# [PAGE EXTRACT]
Did you know that November 20th is Transgender Day of Remembrance?
Transgender Day of Remembrance was first started in November 20th 1999 by Gwendolyn Ann Smith, a transgender advocate, who had held a vigil for Rita Hessler, a transgender women who was killed in 1998¹. What started off as a small annual event grew into a campaign that is observed every year in remembrance of all transgender people who have lost their lives to anti-transgender violence².
Here are some facts about the issues that affect transgender people in the United States:
- About 50% of trans teen males, who were assigned female at birth, had attempted suicide at least once¹. About 30% of trans teen females, who were assigned male at birth, at attempted suicide at least³ .
- 26 states do not have any laws preventing employers from firing someone who is trans⁴.
- At least 22 people who identify as transgender or non-conforming have died this year due to violence ³.

# [Excerpts from a point labeling dataset]
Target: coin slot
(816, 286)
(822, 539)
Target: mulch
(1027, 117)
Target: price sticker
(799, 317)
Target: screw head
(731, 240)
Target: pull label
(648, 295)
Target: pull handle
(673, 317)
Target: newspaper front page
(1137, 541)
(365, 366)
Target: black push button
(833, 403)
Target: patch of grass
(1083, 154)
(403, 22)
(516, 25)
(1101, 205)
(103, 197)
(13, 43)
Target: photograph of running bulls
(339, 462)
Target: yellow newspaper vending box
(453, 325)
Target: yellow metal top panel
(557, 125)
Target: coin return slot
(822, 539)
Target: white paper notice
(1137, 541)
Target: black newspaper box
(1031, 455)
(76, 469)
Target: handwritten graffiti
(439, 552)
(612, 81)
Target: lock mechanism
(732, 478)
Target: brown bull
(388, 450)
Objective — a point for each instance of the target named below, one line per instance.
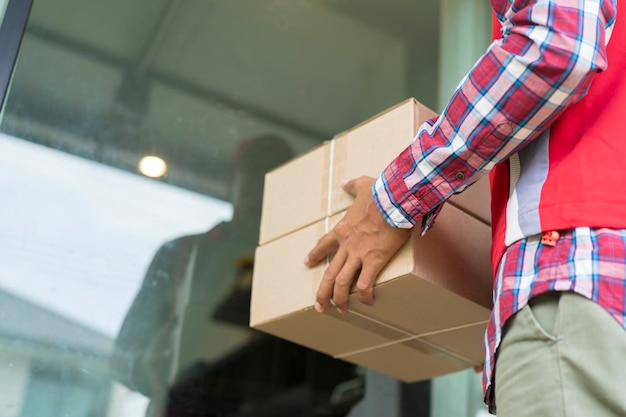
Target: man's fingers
(327, 286)
(343, 283)
(365, 284)
(349, 187)
(326, 245)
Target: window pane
(125, 286)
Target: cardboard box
(432, 301)
(308, 188)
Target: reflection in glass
(122, 295)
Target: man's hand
(363, 241)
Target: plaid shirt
(543, 64)
(590, 262)
(549, 52)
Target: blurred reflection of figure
(193, 304)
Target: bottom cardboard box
(432, 301)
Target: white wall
(14, 373)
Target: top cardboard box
(308, 188)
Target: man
(544, 111)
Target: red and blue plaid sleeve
(544, 62)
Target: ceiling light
(152, 166)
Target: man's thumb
(349, 186)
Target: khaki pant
(562, 356)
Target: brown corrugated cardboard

# [EXERCISE REQUIREMENTS]
Can you reproduce the Transgender Day of Remembrance text starting at "Transgender Day of Remembrance was" and ending at "at least³ ."? These records were taken from a separate source.

# [REPLY TO THE TASK]
Transgender Day of Remembrance was first started in November 20th 1999 by Gwendolyn Ann Smith, a transgender advocate, who had held a vigil for Rita Hessler, a transgender women who was killed in 1998¹. What started off as a small annual event grew into a campaign that is observed every year in remembrance of all transgender people who have lost their lives to anti-transgender violence².
Here are some facts about the issues that affect transgender people in the United States:
- About 50% of trans teen males, who were assigned female at birth, had attempted suicide at least once¹. About 30% of trans teen females, who were assigned male at birth, at attempted suicide at least³ .